[START OF Excerpt provided]

Kotlin / kotlin-spark-api

This projects gives Kotlin bindings and several extensions for Apache Spark. We are looking to have this as a part of Apache Spark 3.x
Apache License 2.0
459 stars 35 forks source link

Define udf using by-delegate? #143

Closed Jolanrensen closed 2 years ago

Jolanrensen commented 2 years ago

UDFs are currently defined for example like:

val stringArrayMerger: UDFWrapper1 = udf.register<WrappedArray<String>, String>("stringArrayMerger") {
    it.asIterable().joinToString(" ")
}

They can then be invoked from SQL or directly in code like: stringArrayMerger(testData.col("value")).

Obviously the thing I notice is that stringArrayMerger is typed twice. This can of course be rewritten using delegates :)

This is possible

val stringArrayMerger: UDFWrapper1 by udf.register<WrappedArray<String>, String> {
    it.toIterable().asKotlinIterable().joinToString(" ")

[END OF Excerpt provided]
[START OF Supplied material]

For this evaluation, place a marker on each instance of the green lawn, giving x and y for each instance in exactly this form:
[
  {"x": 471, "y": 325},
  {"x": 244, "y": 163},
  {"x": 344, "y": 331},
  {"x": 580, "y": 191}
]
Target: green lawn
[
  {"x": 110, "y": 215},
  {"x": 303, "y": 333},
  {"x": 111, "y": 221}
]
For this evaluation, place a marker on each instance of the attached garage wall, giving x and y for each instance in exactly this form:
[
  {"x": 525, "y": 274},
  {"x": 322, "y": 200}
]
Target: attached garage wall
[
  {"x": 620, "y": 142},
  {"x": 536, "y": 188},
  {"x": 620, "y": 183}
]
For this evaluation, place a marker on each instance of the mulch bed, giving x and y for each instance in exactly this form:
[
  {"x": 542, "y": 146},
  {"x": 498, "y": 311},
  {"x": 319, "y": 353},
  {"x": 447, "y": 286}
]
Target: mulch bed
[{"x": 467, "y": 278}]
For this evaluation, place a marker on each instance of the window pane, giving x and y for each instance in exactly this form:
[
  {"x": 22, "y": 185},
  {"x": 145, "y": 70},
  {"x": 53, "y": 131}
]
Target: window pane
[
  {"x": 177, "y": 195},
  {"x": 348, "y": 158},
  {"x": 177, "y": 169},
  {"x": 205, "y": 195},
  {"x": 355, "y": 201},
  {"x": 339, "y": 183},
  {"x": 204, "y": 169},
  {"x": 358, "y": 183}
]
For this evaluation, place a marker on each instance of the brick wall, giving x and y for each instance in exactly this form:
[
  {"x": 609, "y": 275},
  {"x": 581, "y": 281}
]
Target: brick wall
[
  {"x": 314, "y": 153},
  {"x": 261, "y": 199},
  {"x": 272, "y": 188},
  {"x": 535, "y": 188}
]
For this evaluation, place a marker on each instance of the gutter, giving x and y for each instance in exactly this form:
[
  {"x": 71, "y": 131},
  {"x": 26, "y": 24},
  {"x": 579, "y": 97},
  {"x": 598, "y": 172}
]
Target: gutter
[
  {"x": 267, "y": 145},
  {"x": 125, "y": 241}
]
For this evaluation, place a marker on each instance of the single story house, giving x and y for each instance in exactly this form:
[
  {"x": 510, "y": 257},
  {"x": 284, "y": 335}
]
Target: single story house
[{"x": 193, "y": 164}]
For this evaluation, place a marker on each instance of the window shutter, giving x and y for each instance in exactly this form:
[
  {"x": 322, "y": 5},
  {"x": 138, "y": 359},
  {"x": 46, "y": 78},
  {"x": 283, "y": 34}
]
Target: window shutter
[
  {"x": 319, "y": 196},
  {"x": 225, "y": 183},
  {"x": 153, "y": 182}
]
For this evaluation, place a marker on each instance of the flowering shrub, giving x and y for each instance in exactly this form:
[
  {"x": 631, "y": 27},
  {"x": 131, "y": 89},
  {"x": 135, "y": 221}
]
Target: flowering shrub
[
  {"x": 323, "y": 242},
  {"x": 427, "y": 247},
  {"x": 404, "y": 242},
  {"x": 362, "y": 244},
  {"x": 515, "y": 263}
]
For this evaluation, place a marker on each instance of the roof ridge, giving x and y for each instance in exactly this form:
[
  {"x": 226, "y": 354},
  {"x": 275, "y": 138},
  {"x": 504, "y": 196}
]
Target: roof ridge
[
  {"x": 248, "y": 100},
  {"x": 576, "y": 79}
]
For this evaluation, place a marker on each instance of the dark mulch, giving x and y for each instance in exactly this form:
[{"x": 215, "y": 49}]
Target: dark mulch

[END OF Supplied material]

[Task instructions]
1) In the Kotlin Spark issue, what does the author notice about the name stringArrayMerger in the current way of defining UDFs?
2) Rewrite the part of the Kotlin Spark issue that begins at the words "UDFs are currently" and stops after "using delegates :)", renaming "stringArrayMerger" to "wordJoiner".

[Solution list]
1) It is typed twice.

2)
UDFs are currently defined for example like:

val wordJoiner: UDFWrapper1 = udf.register<WrappedArray<String>, String>("wordJoiner") {
    it.asIterable().joinToString(" ")
}

They can then be invoked from SQL or directly in code like: wordJoiner(testData.col("value")).

Obviously the thing I notice is that wordJoiner is typed twice. This can of course be rewritten using delegates :)